* _Stated goal_
Count the lines in the records below that contain the word "baseball", and give only that number.

§ §

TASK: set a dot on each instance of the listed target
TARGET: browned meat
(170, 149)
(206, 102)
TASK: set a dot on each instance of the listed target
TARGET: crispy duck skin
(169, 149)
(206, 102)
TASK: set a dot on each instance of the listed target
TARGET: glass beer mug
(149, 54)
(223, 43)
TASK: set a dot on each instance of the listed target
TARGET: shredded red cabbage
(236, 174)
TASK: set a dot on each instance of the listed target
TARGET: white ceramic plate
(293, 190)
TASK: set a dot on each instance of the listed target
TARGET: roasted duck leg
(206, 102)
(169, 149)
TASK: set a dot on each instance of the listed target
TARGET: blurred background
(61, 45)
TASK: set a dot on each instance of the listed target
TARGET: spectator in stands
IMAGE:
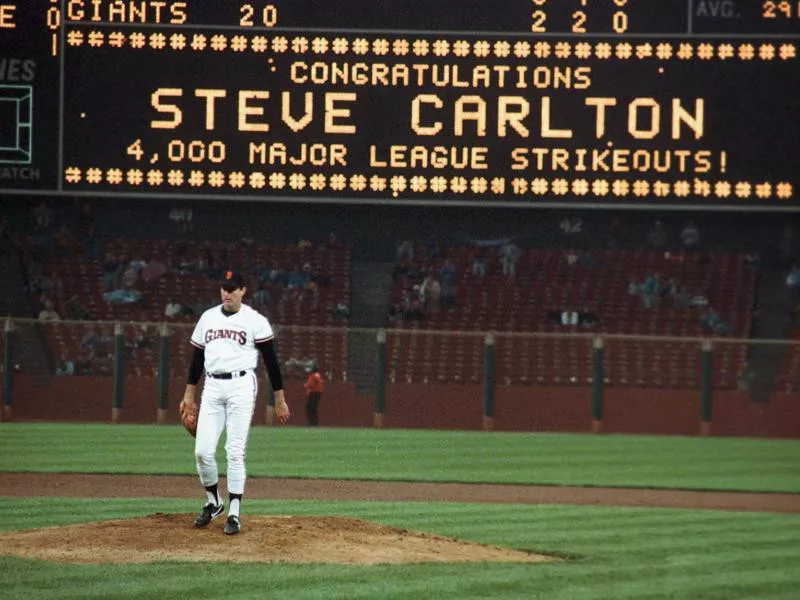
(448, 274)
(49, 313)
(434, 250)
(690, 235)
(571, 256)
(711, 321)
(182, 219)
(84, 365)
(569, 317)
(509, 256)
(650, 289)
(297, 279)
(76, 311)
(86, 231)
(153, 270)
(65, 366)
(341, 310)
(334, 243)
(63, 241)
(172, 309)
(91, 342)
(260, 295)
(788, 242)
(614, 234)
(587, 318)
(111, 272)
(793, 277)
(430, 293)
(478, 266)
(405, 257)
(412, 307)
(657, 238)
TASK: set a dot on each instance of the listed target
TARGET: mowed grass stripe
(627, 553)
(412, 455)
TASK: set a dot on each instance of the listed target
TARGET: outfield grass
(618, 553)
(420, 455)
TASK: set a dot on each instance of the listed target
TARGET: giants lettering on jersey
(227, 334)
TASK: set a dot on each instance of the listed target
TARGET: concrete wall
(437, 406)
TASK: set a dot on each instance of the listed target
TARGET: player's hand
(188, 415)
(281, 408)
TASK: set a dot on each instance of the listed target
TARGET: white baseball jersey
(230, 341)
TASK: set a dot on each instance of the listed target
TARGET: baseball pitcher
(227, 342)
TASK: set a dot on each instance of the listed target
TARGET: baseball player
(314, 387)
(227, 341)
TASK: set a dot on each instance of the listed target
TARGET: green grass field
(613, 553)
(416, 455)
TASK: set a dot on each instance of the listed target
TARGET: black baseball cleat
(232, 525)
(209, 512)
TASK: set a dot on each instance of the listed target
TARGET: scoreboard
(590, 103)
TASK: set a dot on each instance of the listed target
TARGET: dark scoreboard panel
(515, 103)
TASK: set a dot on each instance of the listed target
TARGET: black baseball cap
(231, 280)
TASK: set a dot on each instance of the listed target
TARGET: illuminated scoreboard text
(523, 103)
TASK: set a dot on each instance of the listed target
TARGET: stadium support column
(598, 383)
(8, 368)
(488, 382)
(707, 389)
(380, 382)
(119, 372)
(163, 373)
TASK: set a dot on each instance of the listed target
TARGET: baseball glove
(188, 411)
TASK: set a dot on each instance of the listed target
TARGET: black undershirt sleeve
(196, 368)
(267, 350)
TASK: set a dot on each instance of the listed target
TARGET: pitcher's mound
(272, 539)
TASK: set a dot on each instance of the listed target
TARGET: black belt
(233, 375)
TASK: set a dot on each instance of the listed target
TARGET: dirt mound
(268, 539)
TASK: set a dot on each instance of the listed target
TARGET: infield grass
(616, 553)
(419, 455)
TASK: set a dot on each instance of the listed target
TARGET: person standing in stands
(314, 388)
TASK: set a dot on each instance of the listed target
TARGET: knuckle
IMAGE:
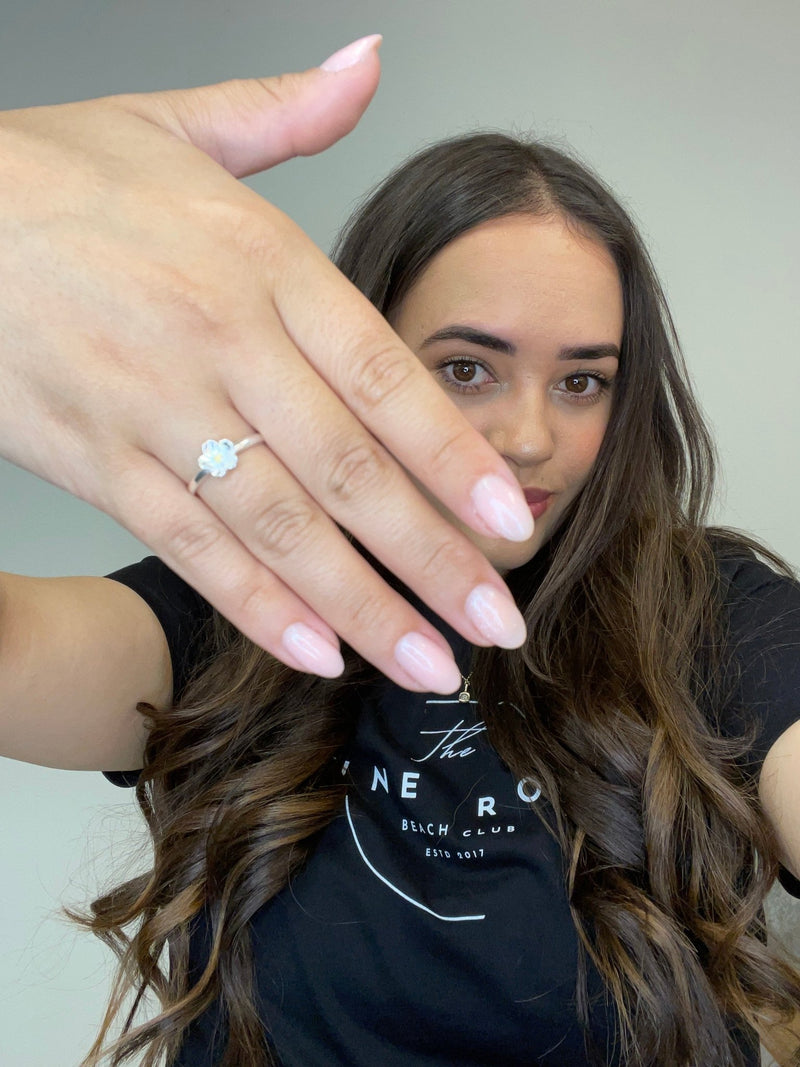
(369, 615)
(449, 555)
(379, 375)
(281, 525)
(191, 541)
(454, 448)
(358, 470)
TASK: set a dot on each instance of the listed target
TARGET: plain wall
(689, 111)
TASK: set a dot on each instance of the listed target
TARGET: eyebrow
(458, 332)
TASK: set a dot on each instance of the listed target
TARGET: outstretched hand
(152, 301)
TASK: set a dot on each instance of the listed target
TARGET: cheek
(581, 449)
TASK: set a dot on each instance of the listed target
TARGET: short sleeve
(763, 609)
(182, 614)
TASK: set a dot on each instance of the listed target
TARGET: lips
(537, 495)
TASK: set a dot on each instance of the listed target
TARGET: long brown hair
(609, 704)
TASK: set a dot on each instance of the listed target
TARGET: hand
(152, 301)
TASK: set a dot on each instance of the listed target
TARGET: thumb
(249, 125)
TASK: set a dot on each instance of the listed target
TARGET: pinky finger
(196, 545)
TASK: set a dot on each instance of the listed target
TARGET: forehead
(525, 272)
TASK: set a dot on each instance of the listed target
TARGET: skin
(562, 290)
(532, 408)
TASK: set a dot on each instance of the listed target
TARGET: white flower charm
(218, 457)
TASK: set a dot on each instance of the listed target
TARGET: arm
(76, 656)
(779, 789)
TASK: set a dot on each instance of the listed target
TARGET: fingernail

§ §

* _Output of the task_
6